» Task goal
Reproduce the passage about insurance costs below word for word, from its first sentence to its last.

___ Source passage

You mean you make less money than the single guy because their health insurance costs are less.
If you look at it from the insurance companies perspective the family unit will have more claims than the single person. This justifies them charging more for the family policies.
Insurance is not based on “fairness”, it’s based on loss tables and statistics. Insurance companies are in business to make a profit. Their rates are based on that not on fairness. The average person is clueless to this fact.
Insurance WAS based on pooled risk and they were very good with their statistical formulas for determining the appropriate costs for each individual that wanted to purchase a plan.
They are now just evil and deserve to be demonized because they were able to offer a method of pooling risk for voluntary participants and still make a profit! Now we are all “entitled” to their product for FREE. They should just give it to us and if they don’t, then we can burn them at the stake!
No, what I meant was what I said, that I make MORE money than the single guy doing exactly the same work.

______
___ Excerpted records

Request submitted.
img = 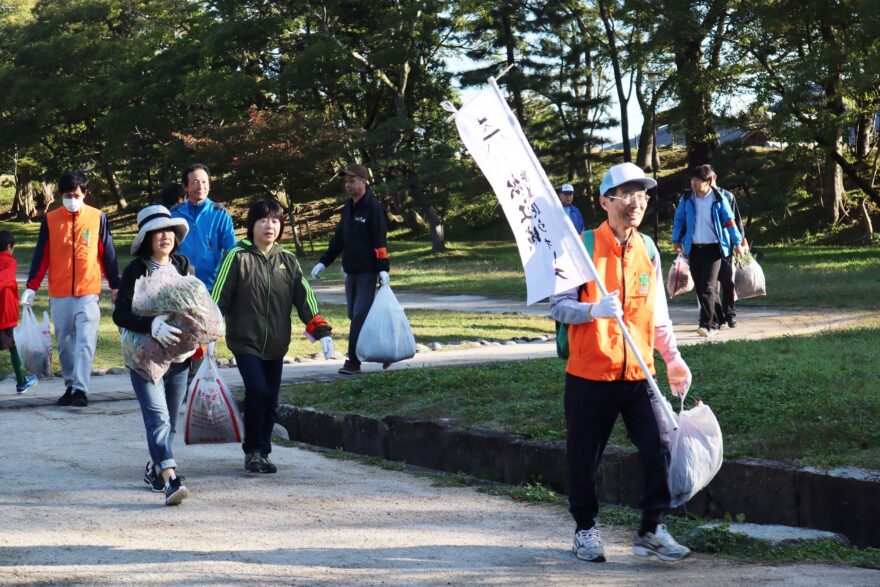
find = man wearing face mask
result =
[21,171,120,407]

______

» Written reply
You mean you make less money than the single guy because their health insurance costs are less.
If you look at it from the insurance companies perspective the family unit will have more claims than the single person. This justifies them charging more for the family policies.
Insurance is not based on “fairness”, it’s based on loss tables and statistics. Insurance companies are in business to make a profit. Their rates are based on that not on fairness. The average person is clueless to this fact.
Insurance WAS based on pooled risk and they were very good with their statistical formulas for determining the appropriate costs for each individual that wanted to purchase a plan.
They are now just evil and deserve to be demonized because they were able to offer a method of pooling risk for voluntary participants and still make a profit! Now we are all “entitled” to their product for FREE. They should just give it to us and if they don’t, then we can burn them at the stake!
No, what I meant was what I said, that I make MORE money than the single guy doing exactly the same work.